## [Your tasks]
A. In the article on asking app users for location access, what do BLE enabled devices barely see with Bluetooth turned on?
B. Continue the article on asking app users for location access, picking up after its last sentence.

Don’t ask for opt-in before the user has had a chance to explore the app. That would be invasive. They don’t even know you. Why would they want to open themselves up to you in that way? You haven’t proven your worth.

So, wait until the user tries to do something that requires location information, or that would be way cooler if you had access to their location information, and ask then, in the moment. Provide evidence, right then, as to why it would be greater for everyone if they’d turn location on right now.

2. Assuage concerns

If battery and privacy issues are the main concerns for users regarding location data access, assure your users that these issues are actually non-issues, or that you’re worth the perceived risk.

BLE enabled devices, for example, will barely see any movement in battery life with Bluetooth turned on. If your location based services require Bluetooth, it could help to assure the customer that your service won’t drain their battery.

Likewise, assure your users that your location based services use their location only for whatever it is you plan to use it for, and that your network is secure.

3. Provide simple explanations and clear instructions

Once you’ve demonstrated your worth, explained the value proposition, and addressed concerns, explain how it’s done. The user might not know. Use just a few quick words to get the idea across. Make it as simple as possible.

4. Leave the door open

No matter what you do, the user may say no. That’s their right. Maybe they don’t want to play the game part of your app, or whatever it is you need location for.

## [Supplied data]
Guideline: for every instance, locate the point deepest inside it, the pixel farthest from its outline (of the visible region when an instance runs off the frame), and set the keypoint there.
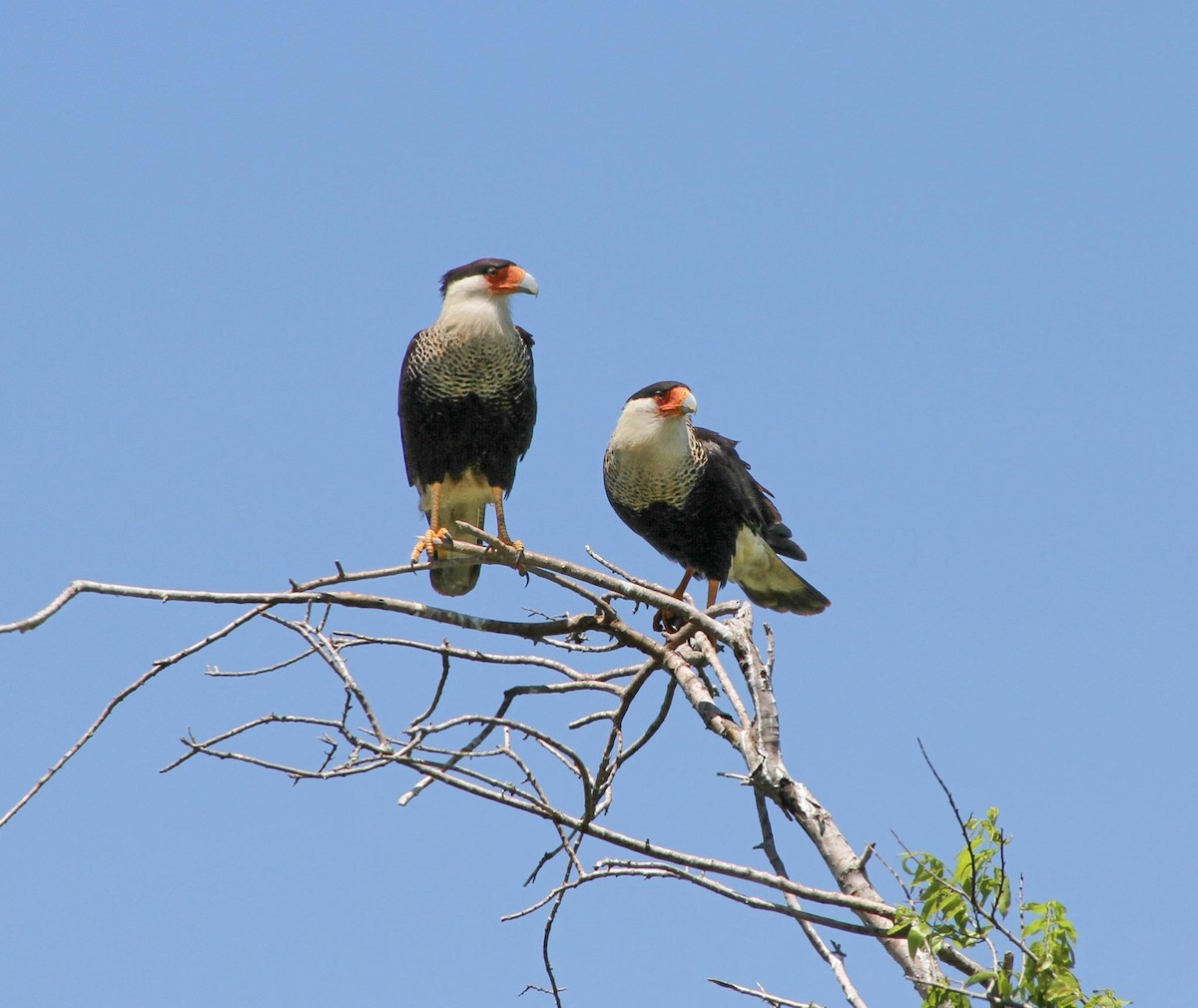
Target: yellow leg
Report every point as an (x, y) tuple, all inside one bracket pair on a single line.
[(663, 620), (501, 524), (435, 534)]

## [Answers]
A. Barely any movement in battery life.

B.
The challenge is that once a user tells the app not to allow access to location information, changing that setting becomes more complicated—opt-in at a later date (if they change their mind) becomes less likely.

You can save your customers (and yourself) the hassle by creating a custom opt-in prompt for use down the line. Saying yes triggers the generic prompt (this does mean they’ll have to say yes twice). Since the real, generic prompt never even launches, the app doesn’t know the customer said no, freeing you to ask the question again.

Know the value of location data, communicate that clearly, and use it consciously

Location marketing is a win/win, and if you can paint this picture for the user, they’re likely to say yes to your missive. Anything that allows you to better understand and communicate with your customers makes your efforts more effective.

Priming for push is simply laying the groundwork for the ask.

Once you have that permission, use location services ethically and cleanly. If a user says yes, it’s a gesture of trust. Use it wisely.